• [Challenge] It is required that all of the data be written out exactly.
□ □ □ □ □
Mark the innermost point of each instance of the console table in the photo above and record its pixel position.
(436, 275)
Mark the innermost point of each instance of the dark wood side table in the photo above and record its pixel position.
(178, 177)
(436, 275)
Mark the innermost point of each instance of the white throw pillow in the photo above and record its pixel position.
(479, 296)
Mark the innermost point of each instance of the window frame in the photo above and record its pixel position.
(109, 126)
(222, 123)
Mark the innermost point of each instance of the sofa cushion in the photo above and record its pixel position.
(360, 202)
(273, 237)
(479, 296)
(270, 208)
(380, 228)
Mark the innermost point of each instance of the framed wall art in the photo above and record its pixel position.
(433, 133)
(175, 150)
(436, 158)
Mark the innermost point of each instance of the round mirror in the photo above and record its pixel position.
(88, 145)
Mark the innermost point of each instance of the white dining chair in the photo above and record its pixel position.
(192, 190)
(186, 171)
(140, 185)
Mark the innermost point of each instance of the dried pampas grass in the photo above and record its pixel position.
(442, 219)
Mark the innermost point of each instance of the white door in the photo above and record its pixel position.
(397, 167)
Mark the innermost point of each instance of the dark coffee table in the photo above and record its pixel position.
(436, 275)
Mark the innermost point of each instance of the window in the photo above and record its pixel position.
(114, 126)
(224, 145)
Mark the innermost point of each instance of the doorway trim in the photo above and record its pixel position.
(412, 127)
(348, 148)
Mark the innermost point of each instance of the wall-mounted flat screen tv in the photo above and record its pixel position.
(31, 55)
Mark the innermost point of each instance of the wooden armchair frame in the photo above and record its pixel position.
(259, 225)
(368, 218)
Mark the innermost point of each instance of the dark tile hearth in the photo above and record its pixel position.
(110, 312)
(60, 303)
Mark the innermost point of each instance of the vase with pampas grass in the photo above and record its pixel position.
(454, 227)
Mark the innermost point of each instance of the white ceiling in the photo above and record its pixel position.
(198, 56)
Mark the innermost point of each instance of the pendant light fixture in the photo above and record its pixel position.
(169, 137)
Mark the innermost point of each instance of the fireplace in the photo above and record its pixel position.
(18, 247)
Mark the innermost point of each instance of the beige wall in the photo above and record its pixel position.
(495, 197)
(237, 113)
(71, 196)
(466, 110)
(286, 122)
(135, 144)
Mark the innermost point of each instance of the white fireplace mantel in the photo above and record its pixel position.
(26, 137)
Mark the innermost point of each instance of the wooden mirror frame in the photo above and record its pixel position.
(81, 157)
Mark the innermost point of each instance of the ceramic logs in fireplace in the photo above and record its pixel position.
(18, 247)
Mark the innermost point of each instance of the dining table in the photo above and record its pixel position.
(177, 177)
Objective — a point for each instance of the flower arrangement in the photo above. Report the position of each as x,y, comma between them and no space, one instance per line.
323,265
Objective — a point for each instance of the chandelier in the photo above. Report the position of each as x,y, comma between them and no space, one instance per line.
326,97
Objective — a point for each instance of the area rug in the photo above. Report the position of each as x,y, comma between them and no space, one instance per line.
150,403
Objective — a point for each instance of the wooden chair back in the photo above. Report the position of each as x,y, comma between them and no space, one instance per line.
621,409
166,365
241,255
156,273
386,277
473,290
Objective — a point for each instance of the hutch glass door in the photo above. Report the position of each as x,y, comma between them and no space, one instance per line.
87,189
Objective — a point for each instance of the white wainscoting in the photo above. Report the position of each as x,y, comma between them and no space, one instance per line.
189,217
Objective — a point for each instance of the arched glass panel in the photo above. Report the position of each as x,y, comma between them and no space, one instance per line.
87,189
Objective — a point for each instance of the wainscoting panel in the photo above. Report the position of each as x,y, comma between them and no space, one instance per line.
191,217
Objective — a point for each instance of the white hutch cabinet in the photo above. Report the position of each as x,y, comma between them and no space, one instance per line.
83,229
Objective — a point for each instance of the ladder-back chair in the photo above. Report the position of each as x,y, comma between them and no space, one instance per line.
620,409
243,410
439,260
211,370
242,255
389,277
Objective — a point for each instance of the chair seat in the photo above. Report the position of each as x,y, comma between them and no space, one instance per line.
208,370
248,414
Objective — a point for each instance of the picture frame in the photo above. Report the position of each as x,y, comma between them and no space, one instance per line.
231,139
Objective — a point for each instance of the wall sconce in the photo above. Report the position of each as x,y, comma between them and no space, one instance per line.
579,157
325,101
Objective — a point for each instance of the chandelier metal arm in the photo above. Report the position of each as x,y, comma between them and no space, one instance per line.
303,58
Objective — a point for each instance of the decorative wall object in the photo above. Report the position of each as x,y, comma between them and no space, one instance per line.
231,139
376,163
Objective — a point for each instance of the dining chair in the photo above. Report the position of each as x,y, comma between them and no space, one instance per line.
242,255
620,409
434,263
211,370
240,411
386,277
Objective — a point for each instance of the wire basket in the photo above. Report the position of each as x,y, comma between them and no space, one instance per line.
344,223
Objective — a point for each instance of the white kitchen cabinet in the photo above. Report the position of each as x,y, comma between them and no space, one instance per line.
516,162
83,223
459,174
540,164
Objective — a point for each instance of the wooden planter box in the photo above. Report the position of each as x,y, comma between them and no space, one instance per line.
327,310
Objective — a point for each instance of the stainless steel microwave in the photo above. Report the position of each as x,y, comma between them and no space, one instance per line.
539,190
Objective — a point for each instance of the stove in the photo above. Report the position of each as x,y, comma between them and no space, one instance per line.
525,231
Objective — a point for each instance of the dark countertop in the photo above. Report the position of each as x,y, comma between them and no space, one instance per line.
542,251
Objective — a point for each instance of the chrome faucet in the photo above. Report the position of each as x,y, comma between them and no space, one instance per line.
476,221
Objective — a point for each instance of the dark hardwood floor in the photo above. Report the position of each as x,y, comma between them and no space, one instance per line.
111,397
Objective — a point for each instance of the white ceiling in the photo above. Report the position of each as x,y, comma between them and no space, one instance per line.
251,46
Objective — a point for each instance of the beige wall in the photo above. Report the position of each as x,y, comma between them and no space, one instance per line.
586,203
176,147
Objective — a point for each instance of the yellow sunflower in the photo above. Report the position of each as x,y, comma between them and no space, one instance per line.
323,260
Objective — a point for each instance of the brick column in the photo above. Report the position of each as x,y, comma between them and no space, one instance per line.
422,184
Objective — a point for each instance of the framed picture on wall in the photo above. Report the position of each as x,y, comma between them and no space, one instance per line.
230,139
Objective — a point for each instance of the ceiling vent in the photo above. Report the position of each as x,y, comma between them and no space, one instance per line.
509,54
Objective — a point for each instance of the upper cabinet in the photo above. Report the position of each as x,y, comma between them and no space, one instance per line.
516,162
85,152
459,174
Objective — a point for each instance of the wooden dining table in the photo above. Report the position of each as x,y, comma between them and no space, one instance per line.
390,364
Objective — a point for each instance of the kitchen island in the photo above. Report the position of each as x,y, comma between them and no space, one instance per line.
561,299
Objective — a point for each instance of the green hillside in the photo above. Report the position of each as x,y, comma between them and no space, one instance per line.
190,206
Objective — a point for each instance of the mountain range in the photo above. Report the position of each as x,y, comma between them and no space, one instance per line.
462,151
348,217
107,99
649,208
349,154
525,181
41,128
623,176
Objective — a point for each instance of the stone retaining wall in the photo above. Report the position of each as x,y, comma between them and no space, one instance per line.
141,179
□ □ □ □ □
• [Solution for this task]
Mark the innermost point of each instance of the console table in the photo above and record its pixel position.
(436, 275)
Mark the innermost point of each instance of the dark wood side table in the photo above and record its pixel position.
(178, 177)
(436, 275)
Mark the innermost point of each instance of the white throw pillow in the photo above and record its pixel position.
(479, 296)
Mark the innermost point of each instance of the window frame in the photo above and record its pixel position.
(109, 126)
(222, 123)
Mark the innermost point of each instance of the sofa cushion in the photo above and record its pixel position.
(360, 202)
(273, 237)
(479, 296)
(270, 208)
(380, 228)
Mark the innermost point of each instance of the framed wall art in the photo above and record its pixel position.
(433, 133)
(175, 150)
(436, 158)
Mark the innermost point of each instance of the round mirror in the photo above and record its pixel position.
(88, 145)
Mark the innermost point of each instance of the white dining chair in the photo above and record its pixel position.
(192, 190)
(186, 171)
(140, 185)
Mark the innermost point of each instance of the dried pampas grass in the photo above and record its pixel position.
(442, 219)
Mark the innermost point of each instance of the white door in the photo above and record its pixel position.
(397, 167)
Mark the innermost point of each instance of the dark coffee table in the photo above and record its pixel position.
(436, 275)
Mark the innermost point of each instance of the window in the photo above and record its pixel position.
(114, 126)
(224, 145)
Mark the innermost point of each instance of the doorway trim in the photo above and record its pixel position.
(412, 127)
(348, 148)
Mark the innermost point of each instance of the wall-mounted flat screen tv in the photo above and record its pixel position.
(31, 55)
Mark the innermost point of each instance of the wooden armchair frame in the photo above and record its pixel position.
(259, 225)
(368, 218)
Mark the innermost point of each instance of the dark tile hearth in the photo above and record its pixel position.
(110, 312)
(60, 303)
Mark the innermost point of each instance of the vase with pampas grass in the photo above and record its pixel position.
(454, 227)
Mark the innermost point of each instance of the white ceiling in the photo above and record its pixel position.
(198, 56)
Mark the innermost point of each instance of the pendant light fixture in the photo above and record its pixel position.
(169, 137)
Mark the innermost point of each instance of the fireplace in the photo above and record its pixel position.
(18, 247)
Mark the innermost point of each instance of the beige wall in the photo above and record its pixel position.
(495, 197)
(237, 113)
(71, 196)
(466, 110)
(286, 122)
(135, 144)
Mark the innermost point of each instance of the white fireplace mantel in the photo above and record its pixel position.
(26, 137)
Mark the innermost point of each instance of the wooden mirror frame in the photo above and record its pixel position.
(81, 157)
Mark the innermost point of each instance of the ceramic logs in fireplace in the photo above and record its pixel position.
(18, 247)
Mark the innermost point of each instance of the dining table in the photo above and record its pixel position.
(177, 177)
Objective — a point for each instance of the flower arrangement in the photo above. Report the position of each as x,y, comma between them and no space, one instance per line.
323,265
Objective — a point for each instance of the chandelier in the photo above. Report the position of each as x,y, comma between them and no space, one instance per line.
326,97
Objective — a point for each instance of the area rug in the photo above. Report the position of each as x,y, comma between them and no space, one instance per line.
150,403
Objective — a point for each instance of the wooden chair back in the photo above. Report the position of each as x,y, comma between them and no space, one instance per line.
621,409
166,365
241,255
156,273
386,277
473,290
Objective — a point for each instance of the hutch glass door in the photo above. Report the position of each as x,y, comma between them and no space, one instance per line.
87,189
Objective — a point for each instance of the white wainscoting in the photo above. Report the position of each as x,y, comma between them and no space, one instance per line.
189,217
Objective — a point for each instance of the arched glass panel in the photo above. Report the position of each as x,y, comma between them and no space, one instance per line.
87,189
Objective — a point for each instance of the wainscoting panel in the photo above. Report the position of each as x,y, comma between them and no space, one instance per line.
191,217
Objective — a point for each instance of the white hutch cabinet in the photo above. Report the position of each as x,y, comma between them and no space, one instance per line.
83,229
Objective — a point for each instance of the ladder-back chair in the photo above. Report the position of each as x,y, comma between them and no space, one instance per line.
620,409
243,410
439,260
211,370
242,255
389,277
Objective — a point for each instance of the chair seat in the photo above. Report the position of each as x,y, comma between them and no space, one instance per line.
208,370
248,414
Objective — a point for each instance of the picture frame in the photo above. Report the position of each as x,y, comma between them and no space, one instance per line.
231,139
Objective — a point for each instance of the wall sconce in the photo above. Report the position of each as x,y, comma between them and no space, one instance per line.
579,157
325,101
Objective — a point for each instance of the chandelier metal arm in the photo above. Report the position of each as x,y, comma between them and no space, one instance per line.
303,58
Objective — a point for each instance of the decorative wall object in the photo above. Report the position of each as x,y, comma between them and no space, one instance per line.
231,139
376,163
Objective — a point for each instance of the dining chair in the photo above. Report the position of each as x,y, comma between them and no space, one instance per line.
242,255
620,409
434,263
211,370
240,411
386,277
Objective — a point for each instance of the wire basket in the photo above. Report the position of each as x,y, comma between them and no space, one instance per line.
344,223
Objective — a point for each instance of the white kitchen cabinet in the photo above. Report the position of each as x,y, comma between them and no space, one instance per line.
516,162
83,223
459,174
540,164
Objective — a point for each instance of the wooden planter box in the photo above. Report the position of each as x,y, comma between them and no space, one instance per line.
327,310
Objective — a point for each instance of the stainless steel microwave in the photo above. Report the position of each as x,y, comma between them and no space, one instance per line.
539,190
Objective — a point for each instance of the stove in the photo above. Report the position of each as x,y, comma between them and no space, one instance per line.
525,231
Objective — a point for each instance of the dark countertop in the photo above. Report the position of each as x,y, comma between them and no space, one instance per line.
542,251
Objective — a point for each instance of the chrome faucet in the photo above. Report the position of each as x,y, comma between them and no space, one instance per line.
476,221
Objective — a point for each instance of the dark hardwood floor in the photo above. Report the position of each as x,y, comma between them and no space, one instance per line.
111,397
Objective — a point for each instance of the white ceiling in the photo above. Report the position of each as x,y, comma between them and no space, one instance per line.
251,46
Objective — a point for each instance of the beige wall in the photo above. Report the position of each as x,y, comma between them and no space, one instance per line.
586,203
176,147
Objective — a point for each instance of the yellow sunflower in the photo above. Report the position of each as x,y, comma between them and no space, one instance per line.
323,260
Objective — a point for each instance of the brick column in the photo above. Report the position of each as x,y, comma between them and no space, one instance per line.
422,184
Objective — a point for each instance of the framed picture on wall in the photo above. Report the position of each as x,y, comma between them and no space, one instance per line.
230,139
Objective — a point for each instance of the ceiling vent in the photo above. Report the position of each as x,y, comma between them and no space, one instance per line.
509,54
Objective — a point for each instance of the upper cabinet in the photo above. Report the position of each as x,y, comma between them and no space, one instance per line.
516,162
85,152
459,174
Objective — a point for each instance of the wooden dining table in the photo above. Report the position of each as x,y, comma between them and no space, one instance per line.
390,364
Objective — a point for each instance of the kitchen island in the photo above. Report the position of each as x,y, comma between them and no space, one instance per line.
561,299
Objective — a point for each instance of the green hillside in the photo above. Report the position of each as x,y, comma between them and no space, one instance per line.
190,206
Objective — a point for each instance of the mountain range in the photo above. Report the position of each as x,y, comma between them and no space, one instance per line.
462,151
348,217
107,99
649,208
349,154
525,181
41,128
623,176
Objective — a point for each instance of the stone retaining wall in the photo above. Report the position of each as x,y, comma between them and no space, one instance per line.
141,179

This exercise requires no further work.